▶ **Extrait**
=-=-=

Lahcen Daoudi. Photo Sohaib Zefri
- La disparition de la Caisse de compensation est actée.
- Les priorités : identification de la population cible, et accompagnement des industriels
- Lahcen Daoudi, ministre chargé des Affaires générales et de la Gouvernance, explicite dans cet entretien la stratégie du gouvernement d'ici 2020.
Finances News Hebdo : Après plusieurs tentatives, le gouvernement est-il fin prêt pour aller jusqu’au bout de la réforme structurelle relative au système de compensation ? Y aurait-il la suppression définitive de la caisse de compensation à l’horizon 2020 ?
Lahcen Daoudi : Le gouvernement n’est pas prêt, mais il le sera. C’est une réforme inévitable qui bénéficiera non seulement aux couches défavorisées, mais permettra également de booster la demande.

=-=-=

▶ **Données fournies**
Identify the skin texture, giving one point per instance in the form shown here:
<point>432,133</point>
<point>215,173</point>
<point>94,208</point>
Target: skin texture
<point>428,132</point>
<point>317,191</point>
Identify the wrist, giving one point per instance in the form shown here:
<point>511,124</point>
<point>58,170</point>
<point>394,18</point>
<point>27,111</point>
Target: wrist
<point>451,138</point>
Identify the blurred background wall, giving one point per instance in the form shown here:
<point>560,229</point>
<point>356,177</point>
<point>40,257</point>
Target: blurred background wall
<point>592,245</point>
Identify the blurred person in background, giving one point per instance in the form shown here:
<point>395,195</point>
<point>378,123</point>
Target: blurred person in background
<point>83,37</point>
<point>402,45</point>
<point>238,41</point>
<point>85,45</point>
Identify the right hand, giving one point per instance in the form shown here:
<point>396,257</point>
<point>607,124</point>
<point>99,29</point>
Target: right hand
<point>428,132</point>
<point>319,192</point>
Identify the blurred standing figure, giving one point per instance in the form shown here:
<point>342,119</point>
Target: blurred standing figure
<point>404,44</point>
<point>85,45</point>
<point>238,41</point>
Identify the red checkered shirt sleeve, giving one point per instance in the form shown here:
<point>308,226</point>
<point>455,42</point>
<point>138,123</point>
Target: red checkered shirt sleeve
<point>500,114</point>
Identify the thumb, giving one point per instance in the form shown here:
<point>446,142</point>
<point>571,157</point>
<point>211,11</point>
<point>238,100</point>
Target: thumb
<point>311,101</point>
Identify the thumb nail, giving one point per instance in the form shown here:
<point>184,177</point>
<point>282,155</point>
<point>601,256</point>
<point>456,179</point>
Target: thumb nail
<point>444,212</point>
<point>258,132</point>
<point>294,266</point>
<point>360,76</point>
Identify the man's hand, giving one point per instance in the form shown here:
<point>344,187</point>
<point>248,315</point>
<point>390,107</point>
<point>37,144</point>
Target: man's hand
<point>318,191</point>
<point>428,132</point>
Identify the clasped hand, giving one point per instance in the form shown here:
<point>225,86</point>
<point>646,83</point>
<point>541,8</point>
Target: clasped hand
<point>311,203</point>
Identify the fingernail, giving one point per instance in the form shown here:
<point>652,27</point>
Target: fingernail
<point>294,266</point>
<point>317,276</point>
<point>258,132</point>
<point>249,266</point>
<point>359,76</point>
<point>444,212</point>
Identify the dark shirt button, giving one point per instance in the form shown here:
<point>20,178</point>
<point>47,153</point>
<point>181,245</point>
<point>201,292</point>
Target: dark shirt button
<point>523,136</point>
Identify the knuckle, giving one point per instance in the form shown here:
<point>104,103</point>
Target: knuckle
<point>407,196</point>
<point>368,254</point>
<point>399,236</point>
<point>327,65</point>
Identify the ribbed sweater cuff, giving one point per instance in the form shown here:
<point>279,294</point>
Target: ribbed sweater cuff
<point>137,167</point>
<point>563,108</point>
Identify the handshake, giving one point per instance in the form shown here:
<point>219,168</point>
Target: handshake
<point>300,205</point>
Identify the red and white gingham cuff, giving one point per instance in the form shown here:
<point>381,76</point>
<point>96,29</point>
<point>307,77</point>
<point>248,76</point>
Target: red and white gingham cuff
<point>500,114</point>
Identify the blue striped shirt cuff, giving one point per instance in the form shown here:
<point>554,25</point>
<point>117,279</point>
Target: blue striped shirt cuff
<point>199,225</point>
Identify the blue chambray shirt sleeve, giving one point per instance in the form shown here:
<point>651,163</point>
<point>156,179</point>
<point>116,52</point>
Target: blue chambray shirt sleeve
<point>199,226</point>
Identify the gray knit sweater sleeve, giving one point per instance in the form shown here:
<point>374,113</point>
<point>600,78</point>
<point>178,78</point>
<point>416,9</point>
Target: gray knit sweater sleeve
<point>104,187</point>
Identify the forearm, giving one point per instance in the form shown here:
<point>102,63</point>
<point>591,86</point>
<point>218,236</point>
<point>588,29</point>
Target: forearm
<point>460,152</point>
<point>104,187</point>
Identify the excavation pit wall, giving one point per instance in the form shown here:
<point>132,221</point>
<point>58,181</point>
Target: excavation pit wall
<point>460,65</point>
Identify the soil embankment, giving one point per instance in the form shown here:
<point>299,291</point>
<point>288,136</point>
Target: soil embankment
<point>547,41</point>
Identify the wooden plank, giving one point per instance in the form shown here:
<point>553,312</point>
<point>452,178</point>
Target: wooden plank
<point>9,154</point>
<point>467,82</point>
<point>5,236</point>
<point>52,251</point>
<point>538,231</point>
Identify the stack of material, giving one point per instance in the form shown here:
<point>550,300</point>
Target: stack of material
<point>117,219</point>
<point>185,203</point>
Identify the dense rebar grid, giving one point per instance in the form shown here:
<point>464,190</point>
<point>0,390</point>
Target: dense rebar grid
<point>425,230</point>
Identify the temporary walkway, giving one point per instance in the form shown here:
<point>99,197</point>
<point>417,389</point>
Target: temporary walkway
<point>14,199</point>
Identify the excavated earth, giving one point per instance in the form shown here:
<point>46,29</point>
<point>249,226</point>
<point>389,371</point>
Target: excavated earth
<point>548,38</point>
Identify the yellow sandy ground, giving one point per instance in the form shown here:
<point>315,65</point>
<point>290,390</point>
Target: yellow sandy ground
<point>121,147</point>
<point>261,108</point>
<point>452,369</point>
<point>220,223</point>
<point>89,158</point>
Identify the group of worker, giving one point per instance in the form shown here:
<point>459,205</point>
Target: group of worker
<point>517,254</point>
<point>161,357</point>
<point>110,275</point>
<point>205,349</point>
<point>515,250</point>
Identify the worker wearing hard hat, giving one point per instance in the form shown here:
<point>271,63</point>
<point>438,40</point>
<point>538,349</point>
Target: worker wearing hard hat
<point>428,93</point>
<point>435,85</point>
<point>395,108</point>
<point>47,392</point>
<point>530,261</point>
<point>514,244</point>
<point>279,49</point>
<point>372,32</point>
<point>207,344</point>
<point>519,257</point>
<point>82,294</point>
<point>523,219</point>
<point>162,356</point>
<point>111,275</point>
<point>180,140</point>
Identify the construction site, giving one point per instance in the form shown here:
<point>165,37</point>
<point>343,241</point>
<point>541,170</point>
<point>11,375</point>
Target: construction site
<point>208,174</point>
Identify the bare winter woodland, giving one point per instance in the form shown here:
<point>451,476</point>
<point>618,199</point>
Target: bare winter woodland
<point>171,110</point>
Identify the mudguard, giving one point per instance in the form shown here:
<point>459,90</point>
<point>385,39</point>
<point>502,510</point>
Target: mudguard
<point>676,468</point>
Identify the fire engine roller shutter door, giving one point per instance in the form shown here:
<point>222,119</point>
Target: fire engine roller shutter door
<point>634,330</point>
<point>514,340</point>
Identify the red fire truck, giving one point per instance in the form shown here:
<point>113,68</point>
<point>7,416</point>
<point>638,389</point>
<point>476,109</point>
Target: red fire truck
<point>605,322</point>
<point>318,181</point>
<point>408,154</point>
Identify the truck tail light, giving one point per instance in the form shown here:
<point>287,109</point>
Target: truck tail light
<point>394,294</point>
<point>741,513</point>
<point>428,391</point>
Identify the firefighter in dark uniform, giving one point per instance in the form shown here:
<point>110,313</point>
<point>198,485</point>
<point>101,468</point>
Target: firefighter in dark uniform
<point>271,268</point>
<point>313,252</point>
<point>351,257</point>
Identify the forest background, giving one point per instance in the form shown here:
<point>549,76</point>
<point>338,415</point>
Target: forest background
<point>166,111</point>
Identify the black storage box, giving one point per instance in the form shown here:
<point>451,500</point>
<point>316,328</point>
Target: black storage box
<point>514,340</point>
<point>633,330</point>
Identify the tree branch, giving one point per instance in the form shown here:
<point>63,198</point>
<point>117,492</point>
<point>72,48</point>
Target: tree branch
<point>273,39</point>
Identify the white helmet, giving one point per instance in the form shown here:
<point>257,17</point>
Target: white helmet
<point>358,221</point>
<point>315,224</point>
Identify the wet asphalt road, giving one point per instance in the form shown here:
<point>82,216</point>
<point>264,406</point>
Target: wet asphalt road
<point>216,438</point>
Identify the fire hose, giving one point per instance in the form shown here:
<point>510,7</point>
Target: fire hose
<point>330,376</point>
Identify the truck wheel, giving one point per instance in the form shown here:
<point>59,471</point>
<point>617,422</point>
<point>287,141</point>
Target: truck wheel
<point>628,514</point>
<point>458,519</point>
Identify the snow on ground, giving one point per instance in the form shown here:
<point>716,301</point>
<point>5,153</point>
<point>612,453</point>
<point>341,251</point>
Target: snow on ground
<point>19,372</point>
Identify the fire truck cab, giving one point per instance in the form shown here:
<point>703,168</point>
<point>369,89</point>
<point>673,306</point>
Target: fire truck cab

=-=-=

▶ **Exercices**
1. Reproduisez le passage de l'entretien sur la compensation qui débute aux mots « Lahcen Daoudi. Photo » et s'achève après « booster la demande. ».
2. Résumez l'entretien sur la compensation en deux phrases.
3. Reprenez l'entretien sur la compensation et poursuivez-le à partir de sa dernière phrase.

▶ **Réponses successives**
1.
Lahcen Daoudi. Photo Sohaib Zefri
- La disparition de la Caisse de compensation est actée.
- Les priorités : identification de la population cible, et accompagnement des industriels
- Lahcen Daoudi, ministre chargé des Affaires générales et de la Gouvernance, explicite dans cet entretien la stratégie du gouvernement d'ici 2020.
Finances News Hebdo : Après plusieurs tentatives, le gouvernement est-il fin prêt pour aller jusqu’au bout de la réforme structurelle relative au système de compensation ? Y aurait-il la suppression définitive de la caisse de compensation à l’horizon 2020 ?
Lahcen Daoudi : Le gouvernement n’est pas prêt, mais il le sera. C’est une réforme inévitable qui bénéficiera non seulement aux couches défavorisées, mais permettra également de booster la demande.

2. Lahcen Daoudi, ministre chargé des Affaires générales et de la Gouvernance, expose la stratégie du gouvernement d'ici 2020 : la disparition de la Caisse de compensation est actée, avec pour priorités l'identification de la population cible et l'accompagnement des industriels. Selon lui, le gouvernement n'est pas encore prêt pour cette réforme inévitable mais le sera, et elle profitera aux couches défavorisées tout en permettant de booster la demande.

3.
Il est temps d’agir, car nous avons trop tardé. La suppression définitive de la caisse de compensation n’est plus un choix, car nous ne pouvons plus continuer à injecter de l’argent sans toucher la population cible. L’enjeu aujourd’hui est de bien identifier cette cible et de connaître la réalité marocaine pour éviter de faire de la casse.
A mon arrivée au ministère, nous étions sur le chemin d’identification de la cible par le canal de l’électricité, soit les personnes qui consomment moins de 100 DH/mois. Or, les plus démunis n’y ont même pas accès.
C’est pourquoi nous avons abandonné cette approche, qui nous aurait fait manquer le coche, comme c’est d’ailleurs le cas pour le Ramed qui, malheureusement, ne bénéficie toujours pas aux plus pauvres.
F.N.H. : Comment expliquez-vous ce manque de visibilité, alors que la réforme traîne depuis plusieurs années ?
L. D. : Nous avons de la visibilité par rapport à ce que nous dépensons, mais nous ne l’avons pas par rapport à la population cible.
C’est pourquoi, après un benchmark international qui a abouti à l’expérience indienne, nous avons lancé une étude, qui s’achèvera en 2019, pour identifier la population cible et mettre en place ce système. Il n’y aura donc pas de réforme avant 2020.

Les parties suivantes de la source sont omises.